Texte donné:
Ainsi on peut voir clairement que pour expliquer la théorie quantique comme pour prouver son efficacité, celle-ci n'a absolument pas besoin de notions corpusculaires. Cependant, comme Bitbol le suggère, si de telles notions sont maintenues dans le langages de la plupart des physiciens c'est peut-être parce qu'elles sont nécessaires pour conserver un lien entre ce formalisme si particulier et l'expérience commune qui est la nôtre et dans laquelle nous pouvons en général toujours compter sur des entités spatialement bien localisées et dont le suivi ne pose guère de problème.

Le statut de la conscience

Il nous faut maintenant revenir au problème de la mesure que nous n'avons fait que poser précédemment et notamment sur le statut particulier que le principe de réduction du paquet d'ondes semble donner à l'observation et donc à la conscience. Dans une perspective réaliste ce problème du statut de la conscience est très grave car il devient alors très complexe de construire une description objective de la réalité indépendante. Mais le physicien positiviste doit également être gêné par ce statut très particulier et très important qui est donné à l'influence de l'observateur dans toute opération de mesure car il empêche à première vue de trouver une équation prédictive purement déterministe concernant les résultats de mesures possibles sur un système individuel. La question est donc de savoir si la théorie quantique donne vraiment un statut exceptionnel à la conscience ou s'il est possible de retrouver une description purement physicaliste du réel qui réutilise le même formalisme.

Consigne donnée: Pouvez-vous redonner à l'identique le texte sur la théorie quantique, depuis "Ainsi on peut" jusqu'à "guère de problème." inclus ?

(Lignes d'un jeu de données)
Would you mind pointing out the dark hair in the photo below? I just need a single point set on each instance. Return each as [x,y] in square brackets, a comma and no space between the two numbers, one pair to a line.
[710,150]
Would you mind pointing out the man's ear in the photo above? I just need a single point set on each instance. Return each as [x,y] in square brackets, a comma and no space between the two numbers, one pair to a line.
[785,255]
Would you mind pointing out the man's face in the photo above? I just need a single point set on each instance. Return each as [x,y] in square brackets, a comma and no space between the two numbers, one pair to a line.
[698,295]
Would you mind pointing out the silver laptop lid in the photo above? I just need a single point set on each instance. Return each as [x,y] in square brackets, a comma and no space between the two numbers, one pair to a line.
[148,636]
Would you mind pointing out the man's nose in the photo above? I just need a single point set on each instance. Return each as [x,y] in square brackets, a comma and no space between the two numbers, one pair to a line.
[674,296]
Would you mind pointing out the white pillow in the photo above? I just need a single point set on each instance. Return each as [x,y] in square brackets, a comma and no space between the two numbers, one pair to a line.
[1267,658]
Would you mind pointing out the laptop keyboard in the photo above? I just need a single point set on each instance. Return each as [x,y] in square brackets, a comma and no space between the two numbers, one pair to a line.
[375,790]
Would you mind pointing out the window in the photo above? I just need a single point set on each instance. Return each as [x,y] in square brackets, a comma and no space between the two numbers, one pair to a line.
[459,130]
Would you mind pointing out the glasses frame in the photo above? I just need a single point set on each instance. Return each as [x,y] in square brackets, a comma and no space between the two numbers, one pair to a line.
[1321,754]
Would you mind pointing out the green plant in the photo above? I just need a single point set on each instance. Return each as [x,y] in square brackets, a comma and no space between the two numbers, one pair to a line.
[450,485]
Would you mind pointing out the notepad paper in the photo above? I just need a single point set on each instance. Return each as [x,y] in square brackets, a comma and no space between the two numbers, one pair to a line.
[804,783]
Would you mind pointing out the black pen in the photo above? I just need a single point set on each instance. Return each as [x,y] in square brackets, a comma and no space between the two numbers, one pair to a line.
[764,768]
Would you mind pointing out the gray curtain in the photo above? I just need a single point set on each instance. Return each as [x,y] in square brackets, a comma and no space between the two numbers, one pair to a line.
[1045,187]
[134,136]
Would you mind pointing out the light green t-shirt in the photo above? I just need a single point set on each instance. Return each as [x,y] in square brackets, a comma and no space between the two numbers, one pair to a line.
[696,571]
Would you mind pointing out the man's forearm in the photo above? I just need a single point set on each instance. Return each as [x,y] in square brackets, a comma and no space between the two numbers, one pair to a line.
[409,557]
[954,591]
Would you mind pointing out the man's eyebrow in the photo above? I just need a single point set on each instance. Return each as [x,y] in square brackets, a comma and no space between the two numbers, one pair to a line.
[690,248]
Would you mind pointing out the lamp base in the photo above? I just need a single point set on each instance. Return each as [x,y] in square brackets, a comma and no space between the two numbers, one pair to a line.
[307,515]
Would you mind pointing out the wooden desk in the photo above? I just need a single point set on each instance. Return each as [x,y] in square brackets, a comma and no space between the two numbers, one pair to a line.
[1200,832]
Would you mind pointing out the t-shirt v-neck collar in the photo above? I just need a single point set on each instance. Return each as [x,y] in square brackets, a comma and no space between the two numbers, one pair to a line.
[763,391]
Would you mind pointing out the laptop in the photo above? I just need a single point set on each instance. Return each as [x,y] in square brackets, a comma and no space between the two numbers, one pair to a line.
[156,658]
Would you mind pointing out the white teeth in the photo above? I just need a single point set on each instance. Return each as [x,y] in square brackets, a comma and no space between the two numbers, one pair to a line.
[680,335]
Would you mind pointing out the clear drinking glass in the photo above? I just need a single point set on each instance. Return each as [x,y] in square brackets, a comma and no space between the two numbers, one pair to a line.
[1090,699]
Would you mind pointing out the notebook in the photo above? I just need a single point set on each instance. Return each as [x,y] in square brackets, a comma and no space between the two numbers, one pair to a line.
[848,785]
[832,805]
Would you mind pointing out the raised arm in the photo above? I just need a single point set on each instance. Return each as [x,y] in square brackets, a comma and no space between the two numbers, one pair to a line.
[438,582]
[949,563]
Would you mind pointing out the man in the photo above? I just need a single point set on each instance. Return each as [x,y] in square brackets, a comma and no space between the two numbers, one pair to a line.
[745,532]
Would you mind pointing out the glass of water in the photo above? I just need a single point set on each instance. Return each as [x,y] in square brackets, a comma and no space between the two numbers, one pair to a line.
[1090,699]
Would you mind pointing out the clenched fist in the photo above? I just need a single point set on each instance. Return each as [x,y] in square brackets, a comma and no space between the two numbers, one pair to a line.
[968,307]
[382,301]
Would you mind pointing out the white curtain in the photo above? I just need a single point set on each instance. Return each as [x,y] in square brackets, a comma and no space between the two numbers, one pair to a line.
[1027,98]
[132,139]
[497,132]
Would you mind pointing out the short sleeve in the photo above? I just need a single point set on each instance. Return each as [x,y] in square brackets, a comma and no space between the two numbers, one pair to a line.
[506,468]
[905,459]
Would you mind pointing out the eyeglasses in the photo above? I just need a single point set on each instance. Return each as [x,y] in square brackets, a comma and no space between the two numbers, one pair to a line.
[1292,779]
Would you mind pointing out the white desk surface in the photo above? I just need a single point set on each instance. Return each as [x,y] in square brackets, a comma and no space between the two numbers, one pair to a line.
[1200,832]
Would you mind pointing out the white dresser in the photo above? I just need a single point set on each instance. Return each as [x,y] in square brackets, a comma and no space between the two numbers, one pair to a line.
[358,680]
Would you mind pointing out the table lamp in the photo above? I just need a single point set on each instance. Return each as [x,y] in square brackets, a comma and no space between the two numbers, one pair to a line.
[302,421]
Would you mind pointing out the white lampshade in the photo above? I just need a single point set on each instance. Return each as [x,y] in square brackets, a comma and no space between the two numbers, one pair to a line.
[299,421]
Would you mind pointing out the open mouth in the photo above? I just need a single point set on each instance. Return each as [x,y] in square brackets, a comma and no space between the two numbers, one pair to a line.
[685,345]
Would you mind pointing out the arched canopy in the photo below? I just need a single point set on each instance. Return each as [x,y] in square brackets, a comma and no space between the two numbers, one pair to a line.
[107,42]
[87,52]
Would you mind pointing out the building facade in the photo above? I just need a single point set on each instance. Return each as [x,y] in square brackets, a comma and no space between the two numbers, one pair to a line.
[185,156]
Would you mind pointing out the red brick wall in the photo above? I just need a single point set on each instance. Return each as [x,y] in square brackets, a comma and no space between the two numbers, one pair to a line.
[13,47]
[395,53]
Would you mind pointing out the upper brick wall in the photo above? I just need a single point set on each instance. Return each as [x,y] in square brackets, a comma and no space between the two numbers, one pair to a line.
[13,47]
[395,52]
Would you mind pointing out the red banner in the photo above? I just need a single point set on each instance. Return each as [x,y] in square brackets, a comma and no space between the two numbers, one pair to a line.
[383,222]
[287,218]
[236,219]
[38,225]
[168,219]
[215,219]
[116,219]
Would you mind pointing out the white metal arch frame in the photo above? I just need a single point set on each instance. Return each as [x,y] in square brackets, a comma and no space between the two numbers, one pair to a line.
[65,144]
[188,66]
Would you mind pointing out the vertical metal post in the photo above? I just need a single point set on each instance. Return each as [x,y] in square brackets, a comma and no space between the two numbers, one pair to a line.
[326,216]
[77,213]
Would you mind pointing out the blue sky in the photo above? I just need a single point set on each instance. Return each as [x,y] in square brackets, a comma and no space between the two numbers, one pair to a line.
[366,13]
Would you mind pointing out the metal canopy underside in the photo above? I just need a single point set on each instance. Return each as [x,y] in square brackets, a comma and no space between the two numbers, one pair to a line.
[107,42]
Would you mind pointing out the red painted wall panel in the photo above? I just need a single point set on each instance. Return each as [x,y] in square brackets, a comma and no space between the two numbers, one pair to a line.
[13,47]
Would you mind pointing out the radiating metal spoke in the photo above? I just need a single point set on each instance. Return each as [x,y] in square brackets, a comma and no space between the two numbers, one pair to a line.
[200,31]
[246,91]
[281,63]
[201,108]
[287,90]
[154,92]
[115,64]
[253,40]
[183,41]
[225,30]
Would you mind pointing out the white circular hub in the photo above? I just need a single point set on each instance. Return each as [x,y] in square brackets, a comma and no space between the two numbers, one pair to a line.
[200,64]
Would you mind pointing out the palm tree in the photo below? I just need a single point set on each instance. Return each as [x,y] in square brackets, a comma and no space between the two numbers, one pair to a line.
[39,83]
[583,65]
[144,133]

Réponse ci-dessous:
Ainsi on peut voir clairement que pour expliquer la théorie quantique comme pour prouver son efficacité, celle-ci n'a absolument pas besoin de notions corpusculaires. Cependant, comme Bitbol le suggère, si de telles notions sont maintenues dans le langages de la plupart des physiciens c'est peut-être parce qu'elles sont nécessaires pour conserver un lien entre ce formalisme si particulier et l'expérience commune qui est la nôtre et dans laquelle nous pouvons en général toujours compter sur des entités spatialement bien localisées et dont le suivi ne pose guère de problème.